■ Page text:
----

History of Health Reimbursement Arrangements (HRAs)
At the beginning of the 20th century, when most employees worked at large manufacturing plants, larger employers provided self-funded, self-managed, onsite medical care in the form of a company doctor. This developed into today’s system in which employers pay for employee medical expenses through self-insured or fully-insured health benefits plans. These came to be known as defined benefit healthcare plans in which employees receive a defined benefit, typically unlimited healthcare, at uncertain cost to the employer. For more information on HRAs, see What is an HRA?.
HRAs Grew in Popularity as Deductibles Rose
In the 1960s-1990s, as deductibles and exclusions became more common in both self- and fully-insured health benefits plans, some employers instituted “arrangements” to reimburse employees for qualified medical expenses that were not covered by their health benefits plan. The federal government made these arrangements subject to ERISA (1974) and HIPAA (1996) to ensure that they provided equal benefits to similarly situated employees.

----

■ Actions to take:
1. Translate this sentence from the history of HRAs into Spanish: "This developed into today’s system in which employers pay for employee medical expenses through self-insured or fully-insured health benefits plans."
2. Answer these questions using the history of HRAs:
(a) Where did most employees work at the beginning of the 20th century?
(b) What defined benefit do employees typically receive under a defined benefit healthcare plan?
(c) Which two federal laws were these arrangements made subject to, and in what years?
3. Continue the history of HRAs from the point where it stops.
The data that follows has nothing to do with the HRA history text.

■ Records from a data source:
----

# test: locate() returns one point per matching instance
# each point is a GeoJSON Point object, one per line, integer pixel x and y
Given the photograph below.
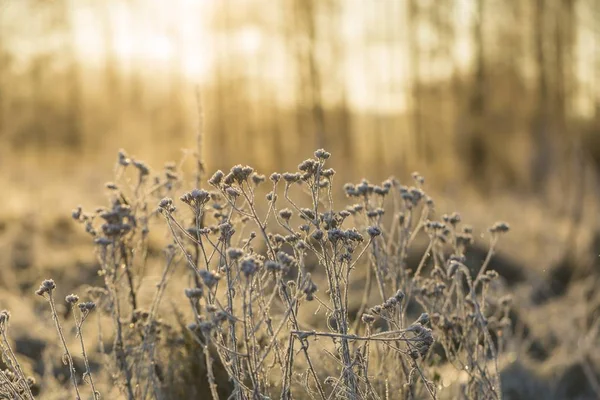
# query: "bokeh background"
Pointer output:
{"type": "Point", "coordinates": [495, 102]}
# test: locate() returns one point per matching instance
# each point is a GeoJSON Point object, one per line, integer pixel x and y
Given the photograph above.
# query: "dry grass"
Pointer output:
{"type": "Point", "coordinates": [267, 290]}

----

■ Results in order:
1. Esto se convirtió en el sistema actual, en el que los empleadores pagan los gastos médicos de los empleados mediante planes de beneficios de salud autoasegurados o totalmente asegurados.

2.
(a) At large manufacturing plants.
(b) Unlimited healthcare.
(c) ERISA (1974) and HIPAA (1996).

3.
HRAs with Annual Maximums Became Popular in the late 1990s
In the late 1990s. health reimbursement arrangements with annual maximums, called “defined contribution plans,” became more popular—especially to reimburse employees for non-critical medical expenses (e.g. weight loss programs or prescription eyeglasses) which consumers had a higher propensity to incur than expenses for illness.
HRAs Formally Defined in 2002
On June 26, 2002 the IRS issued Notice 2002-45 and Revenue Ruling 2002-41 which clarified the definition of Health Reimbursement Arrangements (HRAs) and defined the criteria under which HRAs could be used. In general, this notice and ruling (and subsequent guidance) provides that:
(1) HRAs must be funded solely by the employer
(2) HRAs can only provide benefits for substantiated medical expenses
(3) HRAs can allow the carryover of unused amounts to later years (i.e., the "use-it-or-lose-it” rules of Section 125 plans do not apply)
(4) HRAs can reimburse employees for payment of personal health insurance premiums
(5) HRAs may be used to reimburse former employees, including retirees, for qualified expenses
(6) HRAs may create different benefits (both in size of allowances and type of medical expenses covered) for distinct classes of similarly situated employees. For example, HRA allowances for drivers could be different than those for managers, retail clerks, or call center workers.
To the U.S. Department of Treasury and IRS, HRAs are similar to arrangements employers have today to reimburse employees for incidental travel, meals, or office supply expenses. Employees pay such expenses themselves, submit receipts to their employer, and employers verify the receipts and reimburse employees tax-free. Employers have virtually no reporting requirements.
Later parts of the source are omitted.